— START Entries —

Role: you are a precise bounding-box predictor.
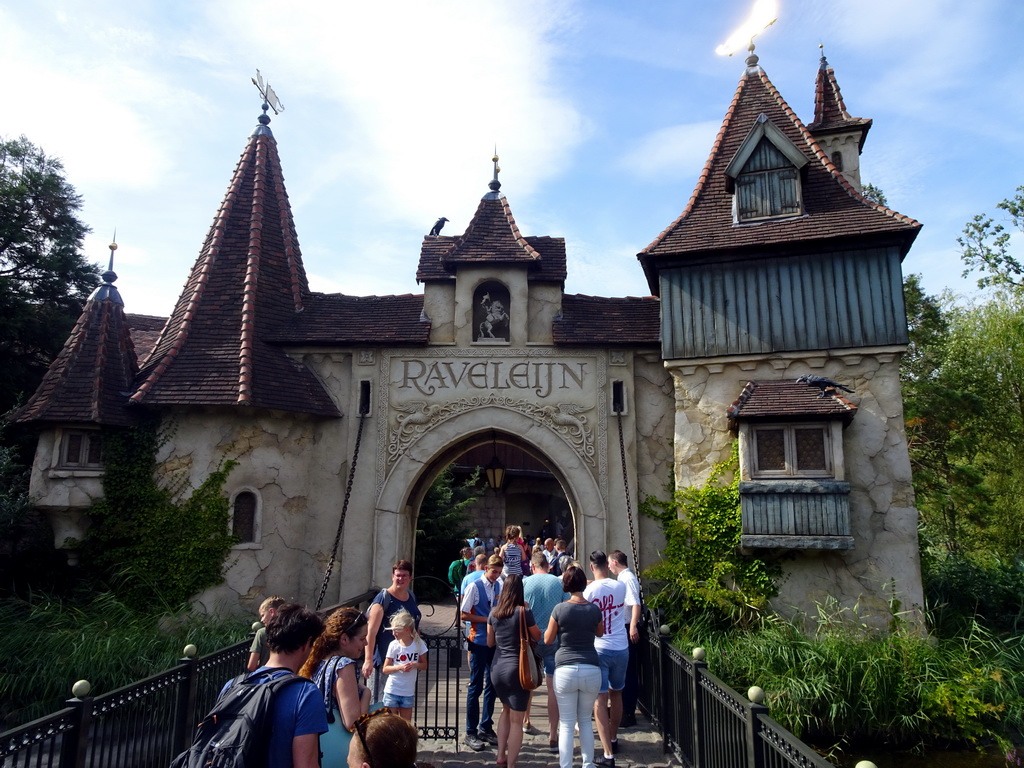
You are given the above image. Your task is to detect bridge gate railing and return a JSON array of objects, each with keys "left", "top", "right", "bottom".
[{"left": 638, "top": 613, "right": 831, "bottom": 768}]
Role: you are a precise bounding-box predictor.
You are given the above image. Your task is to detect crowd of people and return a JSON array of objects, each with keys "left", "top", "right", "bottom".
[
  {"left": 449, "top": 525, "right": 641, "bottom": 768},
  {"left": 189, "top": 525, "right": 640, "bottom": 768}
]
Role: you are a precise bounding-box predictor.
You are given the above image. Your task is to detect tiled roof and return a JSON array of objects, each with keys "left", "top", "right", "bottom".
[
  {"left": 131, "top": 118, "right": 338, "bottom": 416},
  {"left": 416, "top": 188, "right": 565, "bottom": 283},
  {"left": 266, "top": 293, "right": 430, "bottom": 345},
  {"left": 638, "top": 57, "right": 921, "bottom": 291},
  {"left": 726, "top": 381, "right": 857, "bottom": 423},
  {"left": 12, "top": 271, "right": 138, "bottom": 426},
  {"left": 416, "top": 236, "right": 566, "bottom": 283},
  {"left": 552, "top": 294, "right": 662, "bottom": 346},
  {"left": 125, "top": 313, "right": 167, "bottom": 360},
  {"left": 807, "top": 56, "right": 871, "bottom": 137}
]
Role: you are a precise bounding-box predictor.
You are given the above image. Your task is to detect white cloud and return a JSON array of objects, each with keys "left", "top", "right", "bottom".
[{"left": 616, "top": 121, "right": 721, "bottom": 181}]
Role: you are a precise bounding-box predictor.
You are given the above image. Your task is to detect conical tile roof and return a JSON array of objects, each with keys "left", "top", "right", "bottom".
[
  {"left": 807, "top": 56, "right": 871, "bottom": 141},
  {"left": 416, "top": 165, "right": 565, "bottom": 283},
  {"left": 638, "top": 56, "right": 921, "bottom": 292},
  {"left": 13, "top": 262, "right": 138, "bottom": 426},
  {"left": 131, "top": 115, "right": 338, "bottom": 416}
]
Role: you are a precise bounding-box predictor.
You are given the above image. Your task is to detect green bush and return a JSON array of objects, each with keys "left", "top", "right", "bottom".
[
  {"left": 922, "top": 554, "right": 1024, "bottom": 637},
  {"left": 640, "top": 443, "right": 780, "bottom": 628},
  {"left": 414, "top": 467, "right": 480, "bottom": 600},
  {"left": 0, "top": 593, "right": 250, "bottom": 730},
  {"left": 83, "top": 423, "right": 238, "bottom": 611},
  {"left": 676, "top": 605, "right": 1024, "bottom": 746}
]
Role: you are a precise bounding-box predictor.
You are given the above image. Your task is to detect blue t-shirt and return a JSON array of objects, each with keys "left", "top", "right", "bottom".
[
  {"left": 220, "top": 667, "right": 327, "bottom": 768},
  {"left": 522, "top": 573, "right": 569, "bottom": 634}
]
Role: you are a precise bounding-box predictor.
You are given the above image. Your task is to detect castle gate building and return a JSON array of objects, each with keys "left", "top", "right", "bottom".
[{"left": 14, "top": 55, "right": 922, "bottom": 611}]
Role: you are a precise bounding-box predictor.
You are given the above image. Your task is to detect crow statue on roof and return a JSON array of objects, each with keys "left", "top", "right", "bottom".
[
  {"left": 797, "top": 374, "right": 853, "bottom": 397},
  {"left": 428, "top": 216, "right": 447, "bottom": 238}
]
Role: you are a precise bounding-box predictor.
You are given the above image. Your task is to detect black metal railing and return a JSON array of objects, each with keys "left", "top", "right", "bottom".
[
  {"left": 0, "top": 591, "right": 377, "bottom": 768},
  {"left": 639, "top": 614, "right": 831, "bottom": 768},
  {"left": 413, "top": 634, "right": 466, "bottom": 741}
]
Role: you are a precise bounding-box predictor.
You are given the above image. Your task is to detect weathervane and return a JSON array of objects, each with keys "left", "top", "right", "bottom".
[
  {"left": 252, "top": 70, "right": 285, "bottom": 115},
  {"left": 487, "top": 144, "right": 502, "bottom": 194},
  {"left": 715, "top": 0, "right": 776, "bottom": 63}
]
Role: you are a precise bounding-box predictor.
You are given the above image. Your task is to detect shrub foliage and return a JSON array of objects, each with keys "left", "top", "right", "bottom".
[
  {"left": 86, "top": 422, "right": 237, "bottom": 610},
  {"left": 640, "top": 443, "right": 780, "bottom": 627}
]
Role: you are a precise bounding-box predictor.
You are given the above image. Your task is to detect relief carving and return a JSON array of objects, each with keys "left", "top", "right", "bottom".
[{"left": 387, "top": 392, "right": 596, "bottom": 467}]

— END Entries —

#### [Prompt]
Find each line above that contains the word "roof" and copy those lines out in full. Treat the match as case-sensitive.

#### [Correct answer]
You are given the above image. Your task is to detect tiled roof and return a JSON array of objects, each with keys "left", "top", "right", "bottom".
You are given the above image. Your task is to detect conical tile roof and return a JSON array of objects, each with keys "left", "top", "right", "bottom".
You are given the above image. Your task is to detect crow statue on roof and return a JSON array of objects, each with keys "left", "top", "right", "bottom".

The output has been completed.